■ **Extrait choisi**
La prescription de médicaments opioïdes est bienvenue, vu leur utilité antalgique incontestable et leur moindre toxicité. Mais en même temps que leur consommation augmente, et qu’ils s’inscrivent dans l’effort de prise en charge de la douleur, le constat est fait d’un déficit d’information quant à la possibilité de dépendance, d’accoutumance, et au risque de survenue d’overdoses par dépression respiratoire.
Cet impératif de prudence est pourtant le prix à payer pour tous les usagers de ces molécules, que les produits soient illicites ou sur prescription.



Aujourd’hui, plus de 10 millions de Français consomment des opioïdes, cause d’au moins 4 à 5 décès par overdose par semaine. Certains sur qui le piège de la dépendance s’est refermé, en font un mésusage dangereux ou, faute de prescription, se tournent vers des médicaments au marché noir, ou des substances illicites, ou se dirigent vers des traitements de substitution aux opiacés (non sans risque, la méthadone tue plus que l’héroïne).



Parmi ces produits, le fentanyl et ses dérivés, opioïdes de synthèse 100 à 10000 fois plus puissants que la morphine, sont d’ores et déjà des produits de coupe de l’héroïne. Très addictif, actif à des doses infimes (la dose létale est de 2 mg) et bon marché, le fentanyl a de l’avenir…
Les laboratoires de police scientifique ont d’ailleurs édité il y a quelques mois, à l’attention de leurs techniciens, des consignes de sécurité de manipulation des fentanyloïdes.


Aujourd’hui donc, les médicaments opioïdes tuent plus et plus souvent que les drogues.


Il n’existe qu’un antidote à l’overdose, antagoniste des récepteurs opioïdes : la naloxone. Ayant reçu son AMM en janvier 2018, sous forme d’un spray nasal très simple d’usage (Nalscue), elle n’a pas bénéficié d’une campagne d’information qui aurait été justifiée. Indisponible en pharmacie et cantonnée aux structures de prise en charge des addictions, son accès est resté confidentiel.

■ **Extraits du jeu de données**
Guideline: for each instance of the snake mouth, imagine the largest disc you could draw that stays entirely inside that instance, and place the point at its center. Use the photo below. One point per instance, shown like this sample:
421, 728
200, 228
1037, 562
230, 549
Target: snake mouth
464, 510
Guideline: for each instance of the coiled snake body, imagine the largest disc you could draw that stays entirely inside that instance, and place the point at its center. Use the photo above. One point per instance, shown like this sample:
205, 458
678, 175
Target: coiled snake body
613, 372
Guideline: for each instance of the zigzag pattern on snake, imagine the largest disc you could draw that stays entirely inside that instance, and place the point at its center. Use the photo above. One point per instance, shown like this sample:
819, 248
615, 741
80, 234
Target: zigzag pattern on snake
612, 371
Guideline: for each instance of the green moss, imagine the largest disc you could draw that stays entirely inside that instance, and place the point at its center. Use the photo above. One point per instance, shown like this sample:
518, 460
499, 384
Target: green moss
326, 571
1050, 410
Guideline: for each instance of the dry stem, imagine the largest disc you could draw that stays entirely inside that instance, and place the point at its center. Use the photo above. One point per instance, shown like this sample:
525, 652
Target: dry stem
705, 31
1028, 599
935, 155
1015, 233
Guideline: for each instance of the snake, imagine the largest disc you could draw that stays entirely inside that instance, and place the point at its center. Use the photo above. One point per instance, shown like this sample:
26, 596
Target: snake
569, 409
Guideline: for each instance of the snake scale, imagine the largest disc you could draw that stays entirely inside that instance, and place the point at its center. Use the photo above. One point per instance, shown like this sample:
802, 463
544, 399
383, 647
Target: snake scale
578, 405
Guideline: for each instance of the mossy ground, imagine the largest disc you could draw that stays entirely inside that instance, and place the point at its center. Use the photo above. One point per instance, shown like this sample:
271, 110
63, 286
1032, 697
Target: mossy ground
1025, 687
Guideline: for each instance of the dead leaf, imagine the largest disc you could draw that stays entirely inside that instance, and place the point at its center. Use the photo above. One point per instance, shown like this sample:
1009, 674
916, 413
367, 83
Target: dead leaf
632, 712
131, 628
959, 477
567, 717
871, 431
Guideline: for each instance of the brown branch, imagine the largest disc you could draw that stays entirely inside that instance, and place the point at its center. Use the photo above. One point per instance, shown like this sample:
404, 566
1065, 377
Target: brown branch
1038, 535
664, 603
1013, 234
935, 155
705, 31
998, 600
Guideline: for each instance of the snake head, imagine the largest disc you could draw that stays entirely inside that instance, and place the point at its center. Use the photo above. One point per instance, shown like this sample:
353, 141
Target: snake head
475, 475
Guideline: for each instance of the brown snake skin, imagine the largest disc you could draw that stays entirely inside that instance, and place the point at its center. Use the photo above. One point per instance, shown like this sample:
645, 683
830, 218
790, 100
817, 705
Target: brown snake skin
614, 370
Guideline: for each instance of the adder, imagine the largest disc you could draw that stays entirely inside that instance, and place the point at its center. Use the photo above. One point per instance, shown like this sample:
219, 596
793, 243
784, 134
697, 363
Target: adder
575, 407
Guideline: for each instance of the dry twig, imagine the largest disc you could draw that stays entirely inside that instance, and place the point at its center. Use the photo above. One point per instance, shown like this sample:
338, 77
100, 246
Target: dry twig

■ **Exercices d'application**
a – D'après l'extrait sur les opioïdes :
(i) Combien de Français consomment aujourd'hui des opioïdes ?
(ii) Quelle est la dose létale du fentanyl ?
(iii) Quand la naloxone a-t-elle reçu son AMM ?
b – Reproduisez un passage de l'extrait sur les opioïdes : commencez aux mots « La prescription de » et arrêtez-vous après « ou sur prescription. ».
Seul l'extrait sur les opioïdes sert de source.

■ **Corrigé des exercices**
a –
(i) Plus de 10 millions.
(ii) 2 mg.
(iii) En janvier 2018.

b –
La prescription de médicaments opioïdes est bienvenue, vu leur utilité antalgique incontestable et leur moindre toxicité. Mais en même temps que leur consommation augmente, et qu’ils s’inscrivent dans l’effort de prise en charge de la douleur, le constat est fait d’un déficit d’information quant à la possibilité de dépendance, d’accoutumance, et au risque de survenue d’overdoses par dépression respiratoire.
Cet impératif de prudence est pourtant le prix à payer pour tous les usagers de ces molécules, que les produits soient illicites ou sur prescription.